* Arbeitsanweisung A
Nach welcher Methode wurde die Wahl laut dem Text zur Debian-Projektleiterwahl ausgezählt?
* Arbeitsanweisung B
Gib aus dem Text zur Debian-Projektleiterwahl alles von „Vierte Amtsperiode“ bis hinunter zu „gerecht zu werden.“ wortgetreu aus.

* Zu prüfender Text
——
Das Debian-Projekt hat einen neuen Projektleiter gewählt. Die Überschrift ist nicht ganz korrekt, denn neu ist er nicht, der neue alte Projektleiter Jonathan Carter. Die Wahl war diesmal recht einseitig, denn es stand lediglich der jetzt im Amt bestätigte Carter auf dem Stimmzettel. Es gab also nur zwei Wahlmöglichkeiten:
- Jonathan Carter
- Keiner der oben genannten
Komplexes Auszählungsverfahren
Option 1 gewann mit 259 Stimmen, während 15 Stimmen auf Option 2 fielen. Insgesamt wurde 279 Stimmen abgegeben, stimmberechtigt waren 997 offizielle Debian-Entwickler. Das entspricht einer Wahlbeteiligung von knapp 28 %. Entweder sind die Debian-Entwickler wahlmüde oder extrem zufrieden mit der Arbeit von Jonathan Carter in den vergangenen drei Jahren. Ausgezählt wurde die Wahl wie bei Debian üblich nach der Condorcet-Methode. In der statistischen Aufbereitung der Wahl finden sich weitere Informationen dazu.
Vierte Amtsperiode
Carter stellt im Übrigen einen neuen Rekord auf, denn er bekleidet das Amt zum vierten Mal. Während der Kampagne hatte Carter seine Wahlplattform zur Diskussion gestellt, in der er erläutert, was er in einer weiteren Amtszeit umzusetzen gedenkt. Carter hält harte Einschnitte für notwendig, um Debian wieder weg vom Image einer guten Grundlage für Derivate zu führen und dem selbst gestellten Anspruch eines universellen Betriebssystems wieder gerecht zu werden.
——
* Daten zum Zeigen auf Regionen
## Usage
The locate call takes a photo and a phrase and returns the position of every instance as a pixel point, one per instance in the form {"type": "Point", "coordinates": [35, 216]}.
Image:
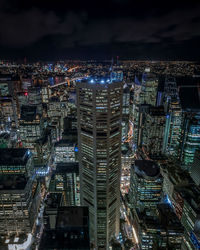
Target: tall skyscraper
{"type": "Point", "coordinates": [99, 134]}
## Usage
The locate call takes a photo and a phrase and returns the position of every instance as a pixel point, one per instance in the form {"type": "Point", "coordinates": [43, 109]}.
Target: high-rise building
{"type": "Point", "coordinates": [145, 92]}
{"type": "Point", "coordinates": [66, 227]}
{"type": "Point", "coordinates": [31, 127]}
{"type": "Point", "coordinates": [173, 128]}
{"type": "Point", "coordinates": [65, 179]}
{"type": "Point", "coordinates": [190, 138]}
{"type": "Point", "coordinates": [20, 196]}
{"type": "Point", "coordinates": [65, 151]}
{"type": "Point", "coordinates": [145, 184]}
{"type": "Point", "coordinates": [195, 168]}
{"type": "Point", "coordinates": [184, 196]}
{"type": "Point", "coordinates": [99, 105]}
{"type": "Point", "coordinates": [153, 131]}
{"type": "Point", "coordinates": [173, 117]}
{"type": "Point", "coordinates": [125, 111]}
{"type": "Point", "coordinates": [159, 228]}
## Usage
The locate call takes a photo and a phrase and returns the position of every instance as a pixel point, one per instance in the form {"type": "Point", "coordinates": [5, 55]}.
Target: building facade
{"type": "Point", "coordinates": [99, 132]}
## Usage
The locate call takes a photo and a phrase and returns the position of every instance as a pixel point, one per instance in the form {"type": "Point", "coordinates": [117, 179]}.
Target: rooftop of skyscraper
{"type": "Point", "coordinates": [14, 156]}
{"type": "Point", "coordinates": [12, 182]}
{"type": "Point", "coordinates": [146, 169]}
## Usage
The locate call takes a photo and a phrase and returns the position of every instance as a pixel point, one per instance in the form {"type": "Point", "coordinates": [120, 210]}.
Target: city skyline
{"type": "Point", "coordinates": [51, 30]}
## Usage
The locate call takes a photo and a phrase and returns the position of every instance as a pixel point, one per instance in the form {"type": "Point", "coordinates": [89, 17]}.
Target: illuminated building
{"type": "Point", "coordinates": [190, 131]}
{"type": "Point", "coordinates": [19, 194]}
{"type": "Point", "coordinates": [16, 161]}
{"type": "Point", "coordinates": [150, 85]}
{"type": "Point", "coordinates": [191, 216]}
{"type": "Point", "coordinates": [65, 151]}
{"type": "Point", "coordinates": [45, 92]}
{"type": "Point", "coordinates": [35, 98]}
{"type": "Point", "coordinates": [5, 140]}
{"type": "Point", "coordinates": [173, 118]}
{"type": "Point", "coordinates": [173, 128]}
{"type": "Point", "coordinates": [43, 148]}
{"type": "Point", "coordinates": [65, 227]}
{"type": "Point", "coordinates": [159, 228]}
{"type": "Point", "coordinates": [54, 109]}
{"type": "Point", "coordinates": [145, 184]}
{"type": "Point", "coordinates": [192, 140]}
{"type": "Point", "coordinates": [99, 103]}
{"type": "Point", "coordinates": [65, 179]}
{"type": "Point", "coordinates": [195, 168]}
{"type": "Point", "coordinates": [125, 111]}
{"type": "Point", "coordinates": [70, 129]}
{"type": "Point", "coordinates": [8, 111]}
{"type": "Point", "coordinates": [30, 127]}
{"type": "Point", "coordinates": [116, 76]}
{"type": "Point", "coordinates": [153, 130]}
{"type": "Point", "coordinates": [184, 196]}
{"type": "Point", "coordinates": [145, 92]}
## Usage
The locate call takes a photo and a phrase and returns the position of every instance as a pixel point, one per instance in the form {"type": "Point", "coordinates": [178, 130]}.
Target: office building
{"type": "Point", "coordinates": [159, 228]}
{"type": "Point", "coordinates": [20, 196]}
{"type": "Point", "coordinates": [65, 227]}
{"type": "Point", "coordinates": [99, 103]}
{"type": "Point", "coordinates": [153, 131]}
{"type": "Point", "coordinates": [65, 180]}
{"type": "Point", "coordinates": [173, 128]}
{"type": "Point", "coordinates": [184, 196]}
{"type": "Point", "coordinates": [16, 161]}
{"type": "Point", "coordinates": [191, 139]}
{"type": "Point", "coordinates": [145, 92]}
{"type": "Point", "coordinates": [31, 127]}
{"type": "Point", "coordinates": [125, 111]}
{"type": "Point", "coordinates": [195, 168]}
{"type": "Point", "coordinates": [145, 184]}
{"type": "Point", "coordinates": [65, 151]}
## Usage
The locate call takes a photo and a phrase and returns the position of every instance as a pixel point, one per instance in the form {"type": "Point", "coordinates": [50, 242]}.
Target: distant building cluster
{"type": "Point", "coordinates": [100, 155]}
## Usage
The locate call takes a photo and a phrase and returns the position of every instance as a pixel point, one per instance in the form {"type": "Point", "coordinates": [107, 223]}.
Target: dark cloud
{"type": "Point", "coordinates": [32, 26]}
——
* Deine Antwort A
Nach der Condorcet-Methode.

* Deine Antwort B
Vierte Amtsperiode
Carter stellt im Übrigen einen neuen Rekord auf, denn er bekleidet das Amt zum vierten Mal. Während der Kampagne hatte Carter seine Wahlplattform zur Diskussion gestellt, in der er erläutert, was er in einer weiteren Amtszeit umzusetzen gedenkt. Carter hält harte Einschnitte für notwendig, um Debian wieder weg vom Image einer guten Grundlage für Derivate zu führen und dem selbst gestellten Anspruch eines universellen Betriebssystems wieder gerecht zu werden.